***** Texto proporcionado *****

*Por Álvaro Medina
Un realismo derivado de la cotidianidad polvorienta del Caribe colombiano permeaba los relatos que precedieron a Cien años de soledad, de modo que la lucubración fantástica de esta novela, aunque me sorprendió, no me resultó fuera de foco. Algo de ‹eso›, en efecto, asomaba en la ciega que ve en 'Rosas artificiales' y se manifestaba a plenitud, aunque poéticamente diluido, en 'Los funerales de la Mamá Grande'. No hablo de la realidad descrita según lo que el ojo capta, al modo del Stendhal del espejo en el camino, sino de lo que la mente registra y memoriza a su modo, subjetivando lo que en principio es objetivo. Este aspecto de Cien años de soledad no tiene ninguna relación con Proust, Faulkner y Joyce, porque no está ligado a flujos de conciencia repentinos, sino a vidas vividas y compartidas con intensidad.
¿Vidas vividas y compartidas? Exactamente. Voy a fundamentarlo considerando un par de episodios, apenas dos de los muchos que recorren y potencian la novela del hijo de Aracataca.
La primera, las visitas de los médicos invisibles. A algunos les ha debido parecer un detalle bien fabulado; a mí, un episodio conocido. En mi casa del barrio Boston en Barranquilla, siendo yo un niño, oí hablar de estas visitas muchas veces. Un padecimiento físico era sanado por esos seres angelicales que, con aspecto y modales humanos, se enteraban del mal que una tía abuela padecía y se dignaban curarla durante el sueño de la noche con una inyección o un bebedizo, dándole incluso algunos consejos para no reincidir en quebrantos.
La segunda anécdota es la de los huesos de los padres de Rebeca, que una vez exhumados se depositaron en un cofre y llevaron a casa, por lo que fueron desplazados de un lugar a otro al capricho de los imperativos domésticos. Aconteció, tal cual, en mi familia, con los restos de un tío repatriados desde una ciudad lejana. Metidos en una urna, pasearon por los dormitorios a la espera de encontrar lugar en el osario de la iglesia de nuestra parroquia, sin cupo para más muertos hacia esa fecha.

*****

Consigna 1 — ¿Qué escritores nombra el texto sobre Cien años de soledad para comparar o contrastar la novela?
Consigna 2 — Según el texto sobre Cien años de soledad, ¿en qué barrio de Barranquilla estaba la casa donde se hablaba de las visitas de los médicos invisibles?
Consigna 3 — Continúa el texto sobre Cien años de soledad a partir de su última oración.

***** Extracto de datos *****

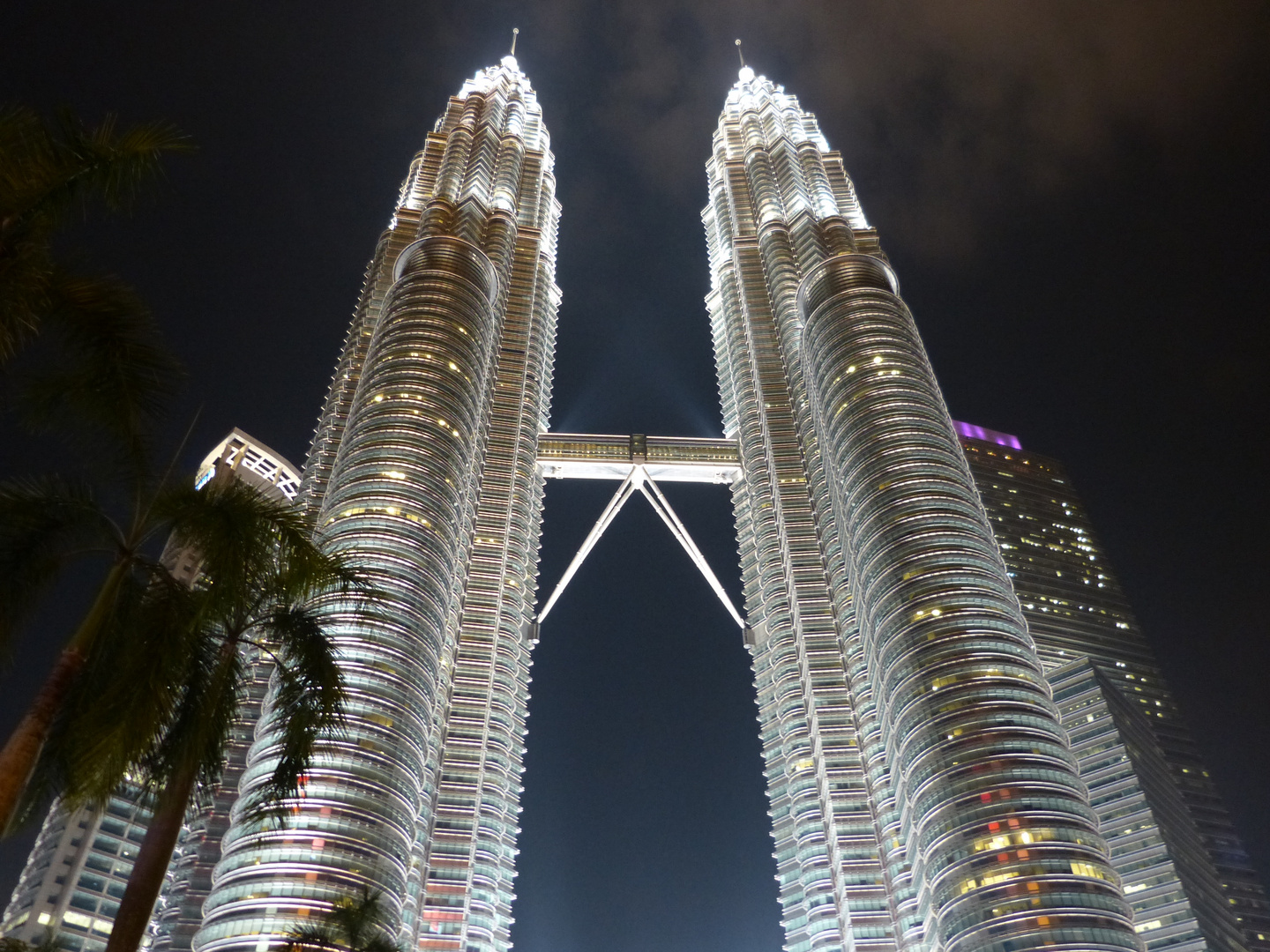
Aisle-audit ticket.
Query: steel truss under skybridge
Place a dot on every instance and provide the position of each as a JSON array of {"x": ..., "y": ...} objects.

*****

Tu respuesta 1 — Stendhal, Proust, Faulkner y Joyce.

Tu respuesta 2 — En el barrio Boston.

Tu respuesta 3 —
En Cien años, un acontecimiento real pero excepcional y en el fondo trivial, como el de los restos humanos que no hallan reposo, narrado por la pluma de Gabriel García Márquez, adquiere visos maravillosos. En sentido contrario tenemos que lo verdaderamente fantástico, el caso de los médicos invisibles, pasa a ser un episodio de la vida cotidiana. La magia del autor residía en saber manejar la alquimia que le permitía conjugar lo posible y lo imposible, lo imaginario y lo concreto, lo palpable y lo comprobadamente impalpable, tres alternativas de las vidas que se saben vivir y compartir en comunidad. Si mi abuela creía en los médicos invisibles y tú también crees en ellos, el asunto constituye una esfera de entendimiento común que salta de lo inviable a lo absolutamente viable. El éxito mundial de la gran novela de nuestro Premio Nobel de Literatura ha residido en el hecho de que las sociedades se mueven al ritmo de lo que sucede en la práctica, pero también al de lo que imaginamos y asumimos como ya sucedido.